Start of Document extract

T-20 armored tractor Komsomolets (Bronirovannyy gusenichnyy tyagach Komsomolets T-20), an armored continuous track tractor, the T-20 was a prime mover vehicle used by the Soviet Union during the Winter War and World War II.

==Description==
The T-20 was designed in 1936 at the Ordzhonikidze Moscow Plant no.37. They were manufactured during 1937–1941 at Factory no. 37, as well as at STZ and GAZ.

The tractor was designed to tow light artillery pieces such as the 45mm anti-tank gun and the 120mm heavy mortar. The tractor could tow the weapons themselves plus a small quantity of ammunition, usually towed in a limber, along with up to six crewmen. Occasionally, two limbers were towed to increase the ammunition supply.

End of Document extract

Problems and tasks
1. From the T-20 passage, quote the words from "T-20 armored tractor" to "the ammunition supply.".
2. Based on the T-20 passage, decide whether each statement agrees with it. Answer yes or no, quoting the words that settle it.
(a) The T-20 was designed in 1936 at the Ordzhonikidze Moscow Plant no.37.
(b) The T-20 was built only at Factory no. 37.
(c) The tractor could carry up to eight crewmen along with the weapon it towed.
3. According to the T-20 passage, why did the tractor sometimes tow two limbers?

Start of Extracted data

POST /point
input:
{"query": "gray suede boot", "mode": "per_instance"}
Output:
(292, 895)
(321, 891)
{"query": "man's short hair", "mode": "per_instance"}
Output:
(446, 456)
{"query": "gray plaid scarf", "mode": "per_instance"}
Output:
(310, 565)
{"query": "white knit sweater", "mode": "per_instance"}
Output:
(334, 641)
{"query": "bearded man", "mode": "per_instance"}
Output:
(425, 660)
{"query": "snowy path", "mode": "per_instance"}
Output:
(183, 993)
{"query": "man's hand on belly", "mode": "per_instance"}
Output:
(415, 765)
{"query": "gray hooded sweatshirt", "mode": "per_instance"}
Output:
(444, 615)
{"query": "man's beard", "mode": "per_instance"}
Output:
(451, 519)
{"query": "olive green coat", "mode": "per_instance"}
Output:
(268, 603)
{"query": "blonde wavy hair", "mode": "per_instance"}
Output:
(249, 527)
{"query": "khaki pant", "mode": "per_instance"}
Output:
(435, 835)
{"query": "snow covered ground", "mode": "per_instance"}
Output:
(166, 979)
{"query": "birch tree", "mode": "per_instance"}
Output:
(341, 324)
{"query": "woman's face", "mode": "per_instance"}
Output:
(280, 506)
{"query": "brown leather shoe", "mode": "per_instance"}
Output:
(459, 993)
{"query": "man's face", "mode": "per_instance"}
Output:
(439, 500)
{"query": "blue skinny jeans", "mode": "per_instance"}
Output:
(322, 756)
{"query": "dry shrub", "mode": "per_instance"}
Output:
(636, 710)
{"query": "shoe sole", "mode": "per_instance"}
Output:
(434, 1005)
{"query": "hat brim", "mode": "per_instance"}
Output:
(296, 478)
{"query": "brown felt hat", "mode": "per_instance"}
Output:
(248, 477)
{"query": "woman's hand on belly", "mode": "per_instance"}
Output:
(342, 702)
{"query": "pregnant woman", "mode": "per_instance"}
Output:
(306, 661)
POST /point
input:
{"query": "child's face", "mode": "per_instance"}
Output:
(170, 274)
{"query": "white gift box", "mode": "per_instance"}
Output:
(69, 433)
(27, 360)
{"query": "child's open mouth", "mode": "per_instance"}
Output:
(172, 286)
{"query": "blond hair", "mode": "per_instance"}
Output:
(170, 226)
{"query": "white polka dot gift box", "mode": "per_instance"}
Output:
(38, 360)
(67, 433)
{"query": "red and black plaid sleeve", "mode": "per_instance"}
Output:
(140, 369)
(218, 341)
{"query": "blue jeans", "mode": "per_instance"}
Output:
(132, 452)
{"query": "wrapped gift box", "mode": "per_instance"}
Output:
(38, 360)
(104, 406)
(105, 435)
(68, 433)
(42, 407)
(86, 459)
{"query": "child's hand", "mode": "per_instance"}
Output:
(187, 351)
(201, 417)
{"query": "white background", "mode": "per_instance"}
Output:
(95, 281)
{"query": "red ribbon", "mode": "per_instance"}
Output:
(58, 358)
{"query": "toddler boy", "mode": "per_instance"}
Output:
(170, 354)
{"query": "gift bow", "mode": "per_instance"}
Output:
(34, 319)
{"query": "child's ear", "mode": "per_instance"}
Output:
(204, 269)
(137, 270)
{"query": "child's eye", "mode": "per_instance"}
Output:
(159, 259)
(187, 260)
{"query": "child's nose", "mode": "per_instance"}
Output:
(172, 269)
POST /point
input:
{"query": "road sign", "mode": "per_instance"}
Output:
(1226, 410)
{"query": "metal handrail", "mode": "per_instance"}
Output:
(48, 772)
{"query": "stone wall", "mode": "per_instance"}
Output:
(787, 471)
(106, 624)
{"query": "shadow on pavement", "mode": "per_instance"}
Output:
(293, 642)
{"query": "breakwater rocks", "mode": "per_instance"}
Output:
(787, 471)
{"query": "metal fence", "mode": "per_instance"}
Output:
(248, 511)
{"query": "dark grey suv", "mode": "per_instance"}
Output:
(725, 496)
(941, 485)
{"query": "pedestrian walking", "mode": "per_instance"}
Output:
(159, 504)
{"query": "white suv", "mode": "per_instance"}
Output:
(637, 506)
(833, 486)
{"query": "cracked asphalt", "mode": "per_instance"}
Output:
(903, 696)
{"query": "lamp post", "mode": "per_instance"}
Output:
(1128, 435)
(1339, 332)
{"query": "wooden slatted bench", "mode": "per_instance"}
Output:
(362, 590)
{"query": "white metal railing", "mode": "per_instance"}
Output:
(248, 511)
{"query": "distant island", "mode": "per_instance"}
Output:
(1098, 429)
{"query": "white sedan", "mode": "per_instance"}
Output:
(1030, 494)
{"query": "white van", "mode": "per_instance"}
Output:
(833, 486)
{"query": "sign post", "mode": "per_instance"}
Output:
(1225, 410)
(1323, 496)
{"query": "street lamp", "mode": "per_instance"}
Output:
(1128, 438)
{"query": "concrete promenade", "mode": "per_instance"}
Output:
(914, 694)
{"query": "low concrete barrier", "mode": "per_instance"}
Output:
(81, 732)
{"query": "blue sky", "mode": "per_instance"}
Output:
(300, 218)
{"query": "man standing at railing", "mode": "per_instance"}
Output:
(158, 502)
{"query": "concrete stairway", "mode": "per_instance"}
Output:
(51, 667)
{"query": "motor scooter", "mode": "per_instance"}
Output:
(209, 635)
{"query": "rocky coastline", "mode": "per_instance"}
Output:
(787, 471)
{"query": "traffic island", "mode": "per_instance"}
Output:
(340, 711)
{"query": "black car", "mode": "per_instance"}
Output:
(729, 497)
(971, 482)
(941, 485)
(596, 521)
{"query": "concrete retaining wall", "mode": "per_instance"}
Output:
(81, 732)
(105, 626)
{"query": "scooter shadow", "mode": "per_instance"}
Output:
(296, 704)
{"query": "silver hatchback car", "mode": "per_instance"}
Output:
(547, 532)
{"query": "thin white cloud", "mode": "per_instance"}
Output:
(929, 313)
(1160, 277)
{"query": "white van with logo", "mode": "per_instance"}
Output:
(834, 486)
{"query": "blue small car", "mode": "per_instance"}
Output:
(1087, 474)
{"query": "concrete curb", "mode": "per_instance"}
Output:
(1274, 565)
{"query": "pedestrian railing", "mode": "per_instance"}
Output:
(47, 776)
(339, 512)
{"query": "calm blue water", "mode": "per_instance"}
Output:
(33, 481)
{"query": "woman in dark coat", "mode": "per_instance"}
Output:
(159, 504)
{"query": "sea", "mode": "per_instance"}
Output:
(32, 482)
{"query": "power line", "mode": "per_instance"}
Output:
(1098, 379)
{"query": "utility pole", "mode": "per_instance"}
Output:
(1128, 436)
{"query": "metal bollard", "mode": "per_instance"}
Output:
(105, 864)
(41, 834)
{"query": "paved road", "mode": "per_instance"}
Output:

End of Extracted data

Task answers
1.
T-20 armored tractor Komsomolets (Bronirovannyy gusenichnyy tyagach Komsomolets T-20), an armored continuous track tractor, the T-20 was a prime mover vehicle used by the Soviet Union during the Winter War and World War II.

==Description==
The T-20 was designed in 1936 at the Ordzhonikidze Moscow Plant no.37. They were manufactured during 1937–1941 at Factory no. 37, as well as at STZ and GAZ.

The tractor was designed to tow light artillery pieces such as the 45mm anti-tank gun and the 120mm heavy mortar. The tractor could tow the weapons themselves plus a small quantity of ammunition, usually towed in a limber, along with up to six crewmen. Occasionally, two limbers were towed to increase the ammunition supply.

2.
(a) Yes: "The T-20 was designed in 1936 at the Ordzhonikidze Moscow Plant no.37."
(b) No: "They were manufactured during 1937–1941 at Factory no. 37, as well as at STZ and GAZ."
(c) No: "along with up to six crewmen"

3. Two limbers were towed to increase the ammunition supply. Normally the tractor towed only a small quantity of ammunition, usually in a single limber.